[Problem details] From the line below containing "Each instance receives exactly one keypoint. Tag the silver" to the final line, print each line exactly as written. No pictures belong in the copy.

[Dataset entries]
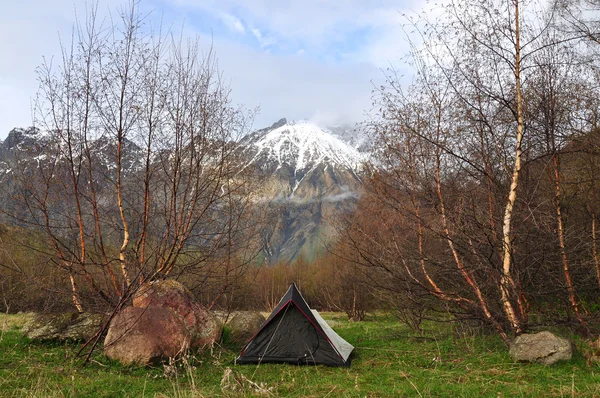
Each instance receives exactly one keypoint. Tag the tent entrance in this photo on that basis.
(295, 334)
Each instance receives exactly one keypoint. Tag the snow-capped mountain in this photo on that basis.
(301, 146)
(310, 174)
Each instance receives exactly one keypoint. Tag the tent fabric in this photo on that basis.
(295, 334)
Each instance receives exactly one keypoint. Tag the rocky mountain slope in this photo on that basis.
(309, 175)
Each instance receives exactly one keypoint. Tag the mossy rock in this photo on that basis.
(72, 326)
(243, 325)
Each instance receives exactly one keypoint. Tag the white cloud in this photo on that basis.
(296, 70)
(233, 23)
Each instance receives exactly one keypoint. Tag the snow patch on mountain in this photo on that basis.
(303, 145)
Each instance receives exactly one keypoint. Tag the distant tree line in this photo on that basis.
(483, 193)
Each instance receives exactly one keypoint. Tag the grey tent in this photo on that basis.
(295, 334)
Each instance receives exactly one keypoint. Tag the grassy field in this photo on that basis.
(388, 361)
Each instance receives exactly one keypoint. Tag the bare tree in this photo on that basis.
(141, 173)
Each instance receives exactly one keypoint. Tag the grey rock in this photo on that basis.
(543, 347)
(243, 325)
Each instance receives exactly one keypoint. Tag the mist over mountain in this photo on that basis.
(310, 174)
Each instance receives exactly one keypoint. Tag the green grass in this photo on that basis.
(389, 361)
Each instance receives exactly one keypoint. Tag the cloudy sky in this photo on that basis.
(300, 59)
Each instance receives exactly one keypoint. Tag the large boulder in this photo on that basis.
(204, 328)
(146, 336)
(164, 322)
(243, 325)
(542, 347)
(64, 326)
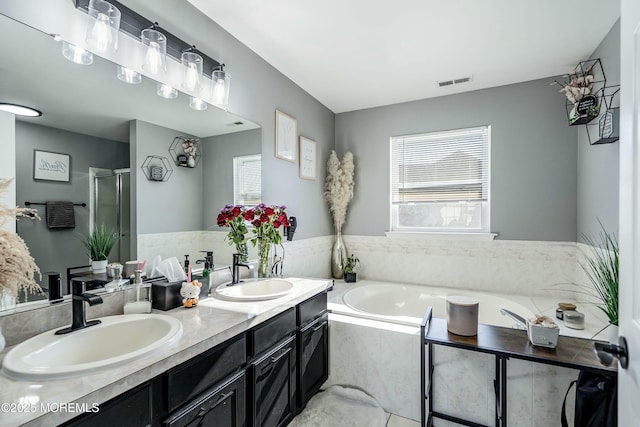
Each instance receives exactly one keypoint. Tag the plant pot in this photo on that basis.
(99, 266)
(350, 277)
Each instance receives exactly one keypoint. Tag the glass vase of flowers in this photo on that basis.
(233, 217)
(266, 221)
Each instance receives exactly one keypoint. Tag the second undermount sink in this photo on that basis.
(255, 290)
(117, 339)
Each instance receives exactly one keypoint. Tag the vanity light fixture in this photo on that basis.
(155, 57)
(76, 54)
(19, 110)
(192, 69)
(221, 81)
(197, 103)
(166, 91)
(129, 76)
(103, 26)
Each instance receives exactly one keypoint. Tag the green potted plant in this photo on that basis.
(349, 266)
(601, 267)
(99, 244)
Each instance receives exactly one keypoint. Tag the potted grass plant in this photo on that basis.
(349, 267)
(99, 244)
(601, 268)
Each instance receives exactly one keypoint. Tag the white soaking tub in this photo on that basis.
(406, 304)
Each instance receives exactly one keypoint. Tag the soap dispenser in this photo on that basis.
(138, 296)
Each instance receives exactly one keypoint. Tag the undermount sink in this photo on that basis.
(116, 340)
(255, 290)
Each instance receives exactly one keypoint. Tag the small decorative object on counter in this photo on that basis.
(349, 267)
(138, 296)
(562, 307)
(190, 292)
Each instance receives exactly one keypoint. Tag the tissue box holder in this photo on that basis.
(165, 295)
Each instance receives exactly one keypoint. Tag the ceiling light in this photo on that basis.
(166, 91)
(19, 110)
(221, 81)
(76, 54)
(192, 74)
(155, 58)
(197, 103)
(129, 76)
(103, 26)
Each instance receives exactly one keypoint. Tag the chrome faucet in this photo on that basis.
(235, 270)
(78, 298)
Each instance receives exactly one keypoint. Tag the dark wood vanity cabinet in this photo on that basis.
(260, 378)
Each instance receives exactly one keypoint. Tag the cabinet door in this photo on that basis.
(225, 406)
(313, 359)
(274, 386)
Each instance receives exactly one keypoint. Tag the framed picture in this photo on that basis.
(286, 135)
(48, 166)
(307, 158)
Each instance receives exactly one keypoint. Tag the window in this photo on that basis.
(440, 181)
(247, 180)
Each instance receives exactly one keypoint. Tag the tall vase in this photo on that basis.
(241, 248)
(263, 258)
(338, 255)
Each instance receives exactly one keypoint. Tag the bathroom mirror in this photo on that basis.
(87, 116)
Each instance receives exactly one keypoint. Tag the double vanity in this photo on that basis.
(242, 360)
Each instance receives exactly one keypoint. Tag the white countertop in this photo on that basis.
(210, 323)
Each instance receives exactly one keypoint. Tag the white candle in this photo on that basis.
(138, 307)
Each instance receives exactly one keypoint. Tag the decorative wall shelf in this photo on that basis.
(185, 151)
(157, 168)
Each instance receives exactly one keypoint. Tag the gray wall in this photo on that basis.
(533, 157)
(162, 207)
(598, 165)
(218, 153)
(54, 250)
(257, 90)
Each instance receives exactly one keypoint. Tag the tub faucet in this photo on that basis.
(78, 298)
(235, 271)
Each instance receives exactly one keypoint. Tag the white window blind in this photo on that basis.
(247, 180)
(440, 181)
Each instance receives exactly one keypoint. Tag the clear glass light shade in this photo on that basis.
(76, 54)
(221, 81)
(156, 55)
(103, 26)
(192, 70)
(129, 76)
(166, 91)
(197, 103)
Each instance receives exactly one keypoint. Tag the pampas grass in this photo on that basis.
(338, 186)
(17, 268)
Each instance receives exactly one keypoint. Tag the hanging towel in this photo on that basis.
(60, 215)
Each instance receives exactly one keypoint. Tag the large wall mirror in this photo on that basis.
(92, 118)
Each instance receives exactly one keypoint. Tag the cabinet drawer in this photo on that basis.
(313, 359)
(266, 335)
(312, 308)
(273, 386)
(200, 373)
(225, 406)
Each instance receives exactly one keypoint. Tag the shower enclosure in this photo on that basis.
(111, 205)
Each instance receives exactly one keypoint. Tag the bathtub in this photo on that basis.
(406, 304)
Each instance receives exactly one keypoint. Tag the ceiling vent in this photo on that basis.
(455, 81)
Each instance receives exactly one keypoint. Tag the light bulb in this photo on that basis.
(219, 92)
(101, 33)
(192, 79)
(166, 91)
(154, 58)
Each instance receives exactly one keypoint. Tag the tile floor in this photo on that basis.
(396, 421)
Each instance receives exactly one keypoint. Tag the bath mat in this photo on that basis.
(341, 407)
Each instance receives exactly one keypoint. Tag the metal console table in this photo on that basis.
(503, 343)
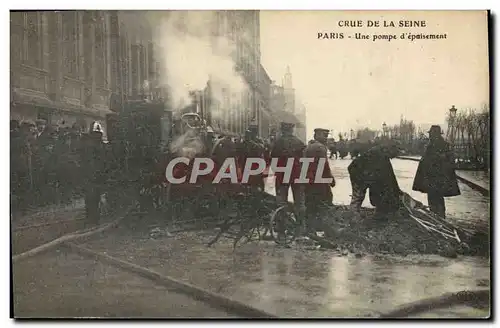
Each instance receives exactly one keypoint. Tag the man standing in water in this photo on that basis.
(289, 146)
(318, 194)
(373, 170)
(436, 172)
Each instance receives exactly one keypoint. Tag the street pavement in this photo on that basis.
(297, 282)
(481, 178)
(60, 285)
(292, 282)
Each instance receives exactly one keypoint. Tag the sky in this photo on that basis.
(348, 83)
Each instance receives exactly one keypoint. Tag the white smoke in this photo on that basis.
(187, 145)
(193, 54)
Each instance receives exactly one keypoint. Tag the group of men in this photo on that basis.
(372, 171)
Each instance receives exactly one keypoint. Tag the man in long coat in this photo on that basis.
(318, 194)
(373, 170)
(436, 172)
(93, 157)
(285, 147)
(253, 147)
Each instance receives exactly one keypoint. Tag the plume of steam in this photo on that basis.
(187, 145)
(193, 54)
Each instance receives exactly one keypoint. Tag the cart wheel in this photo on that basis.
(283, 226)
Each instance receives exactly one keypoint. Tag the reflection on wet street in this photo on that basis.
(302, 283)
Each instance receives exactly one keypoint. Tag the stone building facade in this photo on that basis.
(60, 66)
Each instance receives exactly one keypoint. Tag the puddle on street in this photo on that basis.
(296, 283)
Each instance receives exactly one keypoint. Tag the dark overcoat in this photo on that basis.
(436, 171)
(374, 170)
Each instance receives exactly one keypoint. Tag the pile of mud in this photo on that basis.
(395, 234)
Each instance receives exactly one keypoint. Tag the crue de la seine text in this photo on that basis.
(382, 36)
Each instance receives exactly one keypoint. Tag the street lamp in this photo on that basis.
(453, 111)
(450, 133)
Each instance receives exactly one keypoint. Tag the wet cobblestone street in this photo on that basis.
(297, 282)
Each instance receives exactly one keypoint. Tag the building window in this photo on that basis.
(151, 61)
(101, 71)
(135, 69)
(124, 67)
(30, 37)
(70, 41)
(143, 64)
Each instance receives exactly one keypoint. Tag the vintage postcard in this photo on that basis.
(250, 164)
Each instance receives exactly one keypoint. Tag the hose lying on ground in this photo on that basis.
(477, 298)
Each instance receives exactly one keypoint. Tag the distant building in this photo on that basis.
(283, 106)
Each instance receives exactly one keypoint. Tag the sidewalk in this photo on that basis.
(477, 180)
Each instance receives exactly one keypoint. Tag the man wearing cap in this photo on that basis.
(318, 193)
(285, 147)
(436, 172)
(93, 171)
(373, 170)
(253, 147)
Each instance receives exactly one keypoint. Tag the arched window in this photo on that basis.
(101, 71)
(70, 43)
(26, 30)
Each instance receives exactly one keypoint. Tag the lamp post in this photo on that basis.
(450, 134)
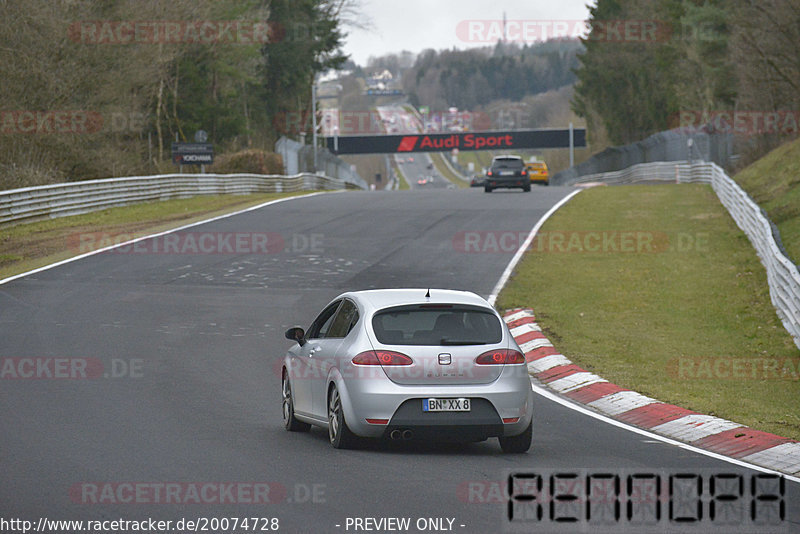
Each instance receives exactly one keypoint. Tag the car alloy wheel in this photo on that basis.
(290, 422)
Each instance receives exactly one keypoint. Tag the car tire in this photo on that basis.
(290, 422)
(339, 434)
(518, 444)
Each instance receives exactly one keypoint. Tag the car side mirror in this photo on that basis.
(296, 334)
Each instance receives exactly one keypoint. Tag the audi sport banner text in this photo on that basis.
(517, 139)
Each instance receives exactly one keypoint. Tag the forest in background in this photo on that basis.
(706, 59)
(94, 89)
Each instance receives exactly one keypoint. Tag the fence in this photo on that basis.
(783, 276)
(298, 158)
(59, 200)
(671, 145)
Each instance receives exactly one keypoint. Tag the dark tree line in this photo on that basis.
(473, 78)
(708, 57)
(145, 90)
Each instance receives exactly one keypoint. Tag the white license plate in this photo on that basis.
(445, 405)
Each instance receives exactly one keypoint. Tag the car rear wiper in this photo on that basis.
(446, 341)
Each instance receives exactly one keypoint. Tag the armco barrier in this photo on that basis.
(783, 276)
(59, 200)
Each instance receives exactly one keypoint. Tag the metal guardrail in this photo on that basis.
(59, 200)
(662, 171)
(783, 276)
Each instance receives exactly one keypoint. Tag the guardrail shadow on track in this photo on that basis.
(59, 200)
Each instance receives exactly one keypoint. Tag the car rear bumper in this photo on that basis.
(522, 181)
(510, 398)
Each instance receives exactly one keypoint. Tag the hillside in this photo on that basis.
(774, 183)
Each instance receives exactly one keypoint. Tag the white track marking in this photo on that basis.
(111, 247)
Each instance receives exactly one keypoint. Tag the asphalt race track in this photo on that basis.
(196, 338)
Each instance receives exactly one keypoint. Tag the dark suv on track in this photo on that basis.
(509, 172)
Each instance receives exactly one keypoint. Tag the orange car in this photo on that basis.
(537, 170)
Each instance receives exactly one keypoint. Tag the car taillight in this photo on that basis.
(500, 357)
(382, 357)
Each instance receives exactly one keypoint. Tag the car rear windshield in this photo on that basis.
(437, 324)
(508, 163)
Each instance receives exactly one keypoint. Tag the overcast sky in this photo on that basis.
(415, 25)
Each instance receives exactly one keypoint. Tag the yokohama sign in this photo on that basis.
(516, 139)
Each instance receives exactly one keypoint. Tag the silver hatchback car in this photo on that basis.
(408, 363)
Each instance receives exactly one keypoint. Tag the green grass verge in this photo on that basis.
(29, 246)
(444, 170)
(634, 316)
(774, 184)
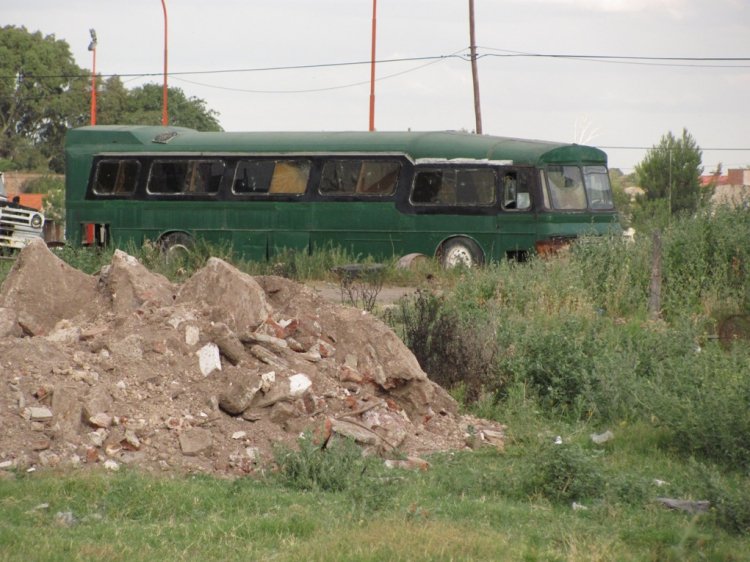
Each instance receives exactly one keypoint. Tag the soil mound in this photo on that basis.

[Output for this task]
Each instance receives exactly one keypoint. Tag the silver hatchback car in this photo on that basis.
(408, 363)
Each instance receives exactly one keypoint. Tag the green grass verge in this photo on that basis.
(29, 246)
(444, 170)
(634, 316)
(774, 184)
Each instance receives exactly one keypoint. Tag the soil mound in this photo on that basis.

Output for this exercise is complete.